## [Excerpted data]
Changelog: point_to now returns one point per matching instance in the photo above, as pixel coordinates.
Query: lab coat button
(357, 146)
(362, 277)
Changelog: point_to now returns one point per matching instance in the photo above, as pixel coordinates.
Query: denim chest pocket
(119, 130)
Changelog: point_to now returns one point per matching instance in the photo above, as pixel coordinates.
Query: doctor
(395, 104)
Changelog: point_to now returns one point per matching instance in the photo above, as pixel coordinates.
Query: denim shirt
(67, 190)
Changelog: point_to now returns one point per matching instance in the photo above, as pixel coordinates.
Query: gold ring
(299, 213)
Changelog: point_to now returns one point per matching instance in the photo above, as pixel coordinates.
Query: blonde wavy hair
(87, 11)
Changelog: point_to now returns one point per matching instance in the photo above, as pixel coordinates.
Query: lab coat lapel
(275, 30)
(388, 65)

--

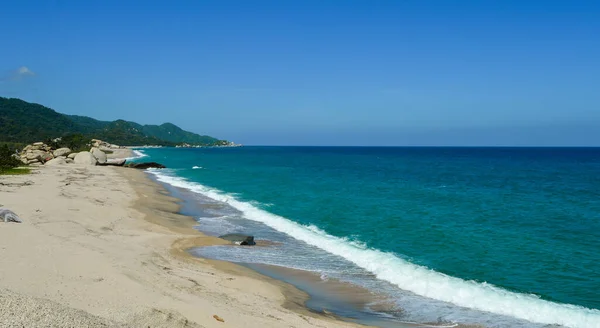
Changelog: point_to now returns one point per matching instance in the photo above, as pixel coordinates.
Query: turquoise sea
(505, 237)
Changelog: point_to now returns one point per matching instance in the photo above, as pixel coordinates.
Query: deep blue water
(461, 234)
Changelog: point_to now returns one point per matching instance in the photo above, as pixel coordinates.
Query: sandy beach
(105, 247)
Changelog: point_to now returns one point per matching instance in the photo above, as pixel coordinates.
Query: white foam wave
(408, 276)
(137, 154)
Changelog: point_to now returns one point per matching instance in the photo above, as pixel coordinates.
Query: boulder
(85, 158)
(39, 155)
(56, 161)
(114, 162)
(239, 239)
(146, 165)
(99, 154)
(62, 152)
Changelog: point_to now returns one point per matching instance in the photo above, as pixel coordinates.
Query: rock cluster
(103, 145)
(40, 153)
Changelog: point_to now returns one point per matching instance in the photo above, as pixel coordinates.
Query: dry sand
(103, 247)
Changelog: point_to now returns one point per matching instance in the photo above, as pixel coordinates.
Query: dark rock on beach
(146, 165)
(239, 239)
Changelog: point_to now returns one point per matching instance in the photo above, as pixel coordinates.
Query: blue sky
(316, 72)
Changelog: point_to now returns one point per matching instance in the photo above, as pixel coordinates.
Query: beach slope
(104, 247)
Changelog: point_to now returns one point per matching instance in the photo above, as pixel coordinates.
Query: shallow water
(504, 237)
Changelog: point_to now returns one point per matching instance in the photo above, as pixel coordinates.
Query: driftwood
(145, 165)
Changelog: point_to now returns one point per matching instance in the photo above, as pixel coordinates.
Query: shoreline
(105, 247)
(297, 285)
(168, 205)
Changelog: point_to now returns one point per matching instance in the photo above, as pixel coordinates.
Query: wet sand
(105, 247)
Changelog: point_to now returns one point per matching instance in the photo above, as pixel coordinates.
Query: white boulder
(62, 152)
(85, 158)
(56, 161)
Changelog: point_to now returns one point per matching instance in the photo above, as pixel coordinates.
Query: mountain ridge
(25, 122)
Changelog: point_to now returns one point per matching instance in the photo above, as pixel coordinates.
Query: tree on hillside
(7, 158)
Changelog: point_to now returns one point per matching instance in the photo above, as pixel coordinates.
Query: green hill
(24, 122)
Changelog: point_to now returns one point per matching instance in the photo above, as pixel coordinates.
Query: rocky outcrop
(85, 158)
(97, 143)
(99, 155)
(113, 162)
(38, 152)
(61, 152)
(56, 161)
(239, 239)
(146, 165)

## [Exercise objective]
How many lines in the listing above contain the string "denim"? Case counts. Reply with the number alone.

## [Expected answer]
2